TASK TO COMPLETE -
Your answer should consist of each line below that contains the string "tram".

Items from a dataset:
┄┄┄┄┄┄┄┄┄┄┄┄┄┄┄┄┄┄┄┄
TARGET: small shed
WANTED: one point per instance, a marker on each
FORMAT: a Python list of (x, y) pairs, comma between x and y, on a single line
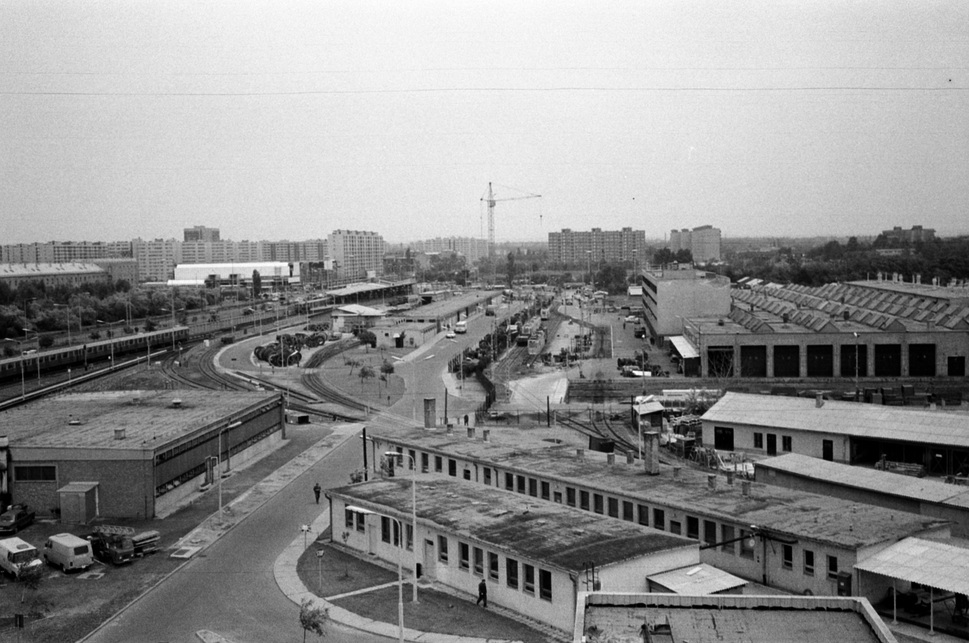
[(78, 502)]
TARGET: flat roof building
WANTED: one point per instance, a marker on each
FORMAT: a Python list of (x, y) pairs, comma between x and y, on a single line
[(846, 432), (792, 540), (146, 450), (534, 556)]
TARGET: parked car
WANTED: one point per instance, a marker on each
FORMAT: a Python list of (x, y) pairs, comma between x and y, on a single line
[(15, 519)]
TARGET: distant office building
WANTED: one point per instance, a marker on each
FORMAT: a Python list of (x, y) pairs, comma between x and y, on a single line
[(201, 233), (63, 251), (358, 255), (51, 274), (915, 235), (702, 242), (573, 247)]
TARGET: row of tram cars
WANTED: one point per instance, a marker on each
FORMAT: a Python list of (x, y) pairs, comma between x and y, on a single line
[(86, 355)]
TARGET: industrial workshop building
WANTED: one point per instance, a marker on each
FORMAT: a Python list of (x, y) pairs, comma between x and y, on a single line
[(138, 453), (925, 496), (534, 556), (845, 331), (849, 432), (792, 540)]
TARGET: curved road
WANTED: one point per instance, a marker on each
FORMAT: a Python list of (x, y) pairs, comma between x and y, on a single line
[(229, 588)]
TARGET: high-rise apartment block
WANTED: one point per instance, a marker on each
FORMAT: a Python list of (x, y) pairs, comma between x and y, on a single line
[(702, 242), (201, 233), (356, 254), (597, 244)]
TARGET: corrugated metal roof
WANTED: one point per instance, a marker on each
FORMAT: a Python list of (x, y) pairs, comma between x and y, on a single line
[(843, 418), (927, 562), (697, 580), (923, 489)]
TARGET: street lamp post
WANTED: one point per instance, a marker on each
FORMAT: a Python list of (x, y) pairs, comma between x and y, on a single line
[(413, 508)]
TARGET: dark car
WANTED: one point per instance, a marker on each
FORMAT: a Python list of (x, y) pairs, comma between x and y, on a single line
[(15, 519)]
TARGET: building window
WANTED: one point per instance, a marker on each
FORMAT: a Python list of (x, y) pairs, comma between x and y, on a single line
[(833, 567), (627, 510), (692, 527), (597, 503), (727, 535), (511, 572), (529, 584), (709, 532), (746, 544), (35, 473), (478, 561), (613, 504), (545, 585)]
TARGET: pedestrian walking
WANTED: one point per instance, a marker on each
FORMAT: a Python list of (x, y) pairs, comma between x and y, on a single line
[(482, 593)]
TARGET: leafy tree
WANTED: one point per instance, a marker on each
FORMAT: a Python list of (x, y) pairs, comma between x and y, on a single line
[(313, 619)]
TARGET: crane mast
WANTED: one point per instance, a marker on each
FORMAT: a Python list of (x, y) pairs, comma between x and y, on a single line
[(490, 199)]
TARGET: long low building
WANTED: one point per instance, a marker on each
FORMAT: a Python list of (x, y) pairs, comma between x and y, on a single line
[(140, 452), (793, 540), (846, 432), (925, 496), (535, 557)]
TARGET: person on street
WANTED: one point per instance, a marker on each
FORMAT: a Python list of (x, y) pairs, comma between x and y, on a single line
[(482, 593)]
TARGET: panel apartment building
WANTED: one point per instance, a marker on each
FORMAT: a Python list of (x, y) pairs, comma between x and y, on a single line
[(580, 247)]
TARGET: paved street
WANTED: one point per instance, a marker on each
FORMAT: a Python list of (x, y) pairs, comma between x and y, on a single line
[(229, 588)]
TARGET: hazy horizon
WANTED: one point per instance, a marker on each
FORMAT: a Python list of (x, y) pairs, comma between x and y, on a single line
[(287, 120)]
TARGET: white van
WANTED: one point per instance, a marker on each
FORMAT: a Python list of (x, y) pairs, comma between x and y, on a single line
[(17, 555), (69, 552)]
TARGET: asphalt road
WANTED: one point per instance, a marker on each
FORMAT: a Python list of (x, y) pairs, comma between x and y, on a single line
[(229, 589)]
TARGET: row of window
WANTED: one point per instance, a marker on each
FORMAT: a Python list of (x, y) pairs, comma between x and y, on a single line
[(518, 575)]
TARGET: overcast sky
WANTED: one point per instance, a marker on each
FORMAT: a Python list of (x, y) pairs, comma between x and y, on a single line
[(286, 120)]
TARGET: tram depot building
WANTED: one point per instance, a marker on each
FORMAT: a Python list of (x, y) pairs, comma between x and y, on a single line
[(534, 556), (132, 454), (799, 542)]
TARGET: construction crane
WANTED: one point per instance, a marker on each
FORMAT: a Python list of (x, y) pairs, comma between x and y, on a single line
[(490, 199)]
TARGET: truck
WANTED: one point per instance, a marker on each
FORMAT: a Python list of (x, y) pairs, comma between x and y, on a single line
[(17, 556)]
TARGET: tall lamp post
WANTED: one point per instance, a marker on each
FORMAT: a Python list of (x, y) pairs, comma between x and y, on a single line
[(400, 569), (413, 508)]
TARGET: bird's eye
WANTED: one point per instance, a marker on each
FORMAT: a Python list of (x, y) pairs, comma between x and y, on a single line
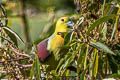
[(62, 20)]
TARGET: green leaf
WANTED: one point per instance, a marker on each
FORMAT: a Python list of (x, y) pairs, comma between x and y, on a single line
[(81, 58), (95, 61), (104, 30), (12, 37), (37, 68), (32, 71), (12, 34), (83, 73), (115, 75), (101, 47), (99, 21)]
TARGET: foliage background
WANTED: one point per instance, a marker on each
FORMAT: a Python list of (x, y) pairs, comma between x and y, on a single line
[(91, 50)]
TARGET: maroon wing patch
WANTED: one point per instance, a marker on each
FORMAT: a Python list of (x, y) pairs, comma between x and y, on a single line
[(42, 51)]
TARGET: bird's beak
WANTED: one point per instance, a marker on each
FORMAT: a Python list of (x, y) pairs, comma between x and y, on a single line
[(70, 24)]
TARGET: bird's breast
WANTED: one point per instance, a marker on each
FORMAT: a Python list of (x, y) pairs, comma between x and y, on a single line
[(55, 43)]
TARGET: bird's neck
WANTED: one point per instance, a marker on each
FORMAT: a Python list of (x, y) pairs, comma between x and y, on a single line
[(55, 42)]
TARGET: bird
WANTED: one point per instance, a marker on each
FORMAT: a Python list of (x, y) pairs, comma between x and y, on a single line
[(48, 49)]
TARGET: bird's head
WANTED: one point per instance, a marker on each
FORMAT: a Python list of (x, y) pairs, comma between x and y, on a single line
[(62, 24)]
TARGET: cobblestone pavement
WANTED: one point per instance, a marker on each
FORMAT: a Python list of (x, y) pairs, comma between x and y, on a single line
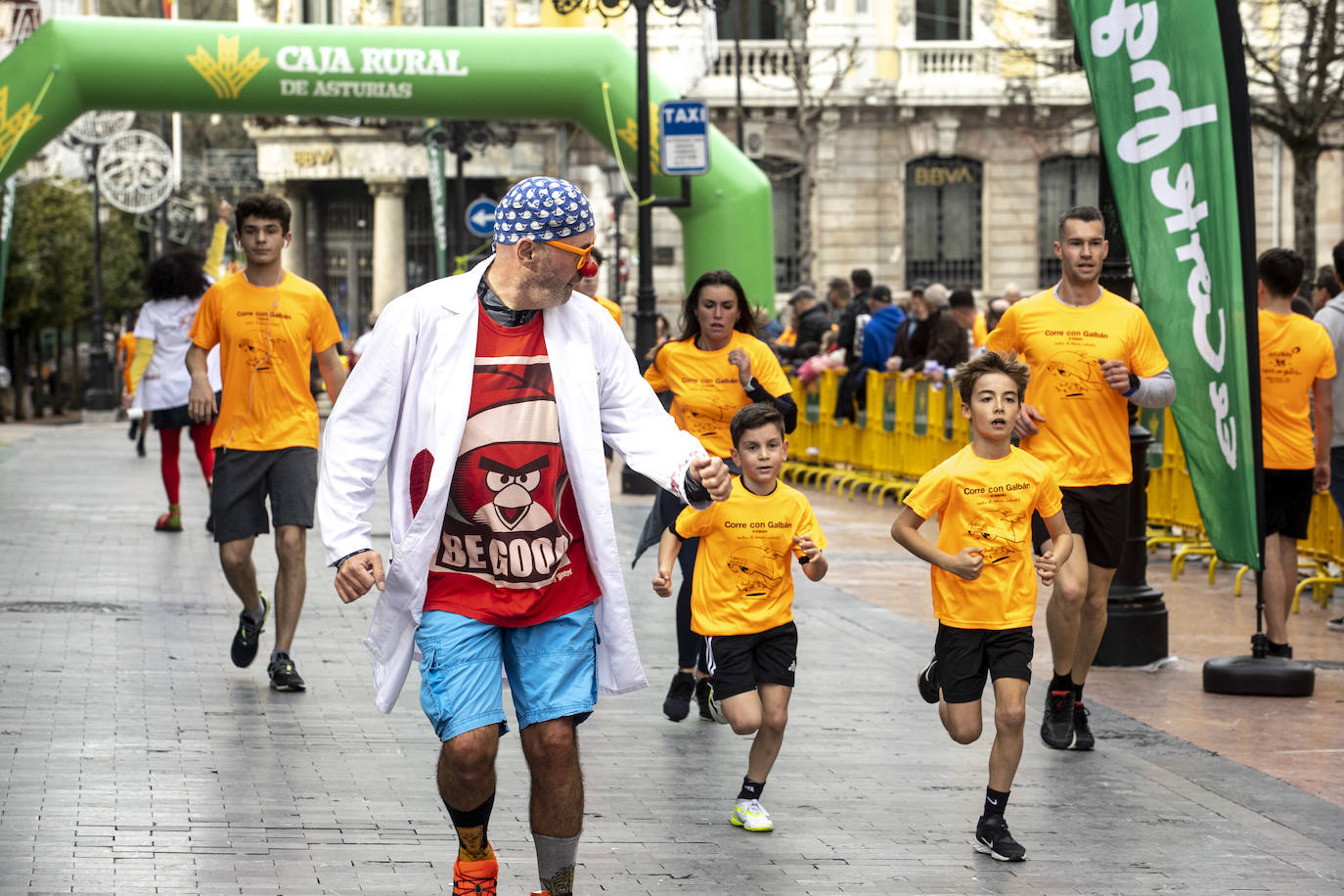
[(136, 759)]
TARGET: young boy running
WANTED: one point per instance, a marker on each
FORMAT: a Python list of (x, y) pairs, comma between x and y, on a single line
[(983, 589), (742, 594)]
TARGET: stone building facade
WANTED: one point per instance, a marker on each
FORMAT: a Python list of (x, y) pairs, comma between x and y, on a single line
[(953, 136)]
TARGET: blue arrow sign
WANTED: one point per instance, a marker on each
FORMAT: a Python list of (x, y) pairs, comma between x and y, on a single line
[(480, 216), (685, 137)]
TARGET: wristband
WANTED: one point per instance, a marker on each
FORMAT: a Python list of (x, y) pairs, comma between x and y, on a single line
[(349, 555)]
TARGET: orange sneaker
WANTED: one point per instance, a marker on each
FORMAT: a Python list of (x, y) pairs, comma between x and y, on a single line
[(477, 877)]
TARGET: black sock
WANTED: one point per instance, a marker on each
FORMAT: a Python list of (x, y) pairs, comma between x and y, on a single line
[(996, 801), (471, 842)]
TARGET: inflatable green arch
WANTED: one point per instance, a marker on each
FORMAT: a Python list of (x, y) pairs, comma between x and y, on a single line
[(71, 66)]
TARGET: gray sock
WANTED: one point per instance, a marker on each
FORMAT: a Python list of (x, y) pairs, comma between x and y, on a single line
[(556, 863)]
┄┄┄┄┄┄┄┄┄┄┄┄┄┄┄┄┄┄┄┄
RESPONSE TO THIS TASK -
TARGET: row of tram cars
TARGET: tram depot building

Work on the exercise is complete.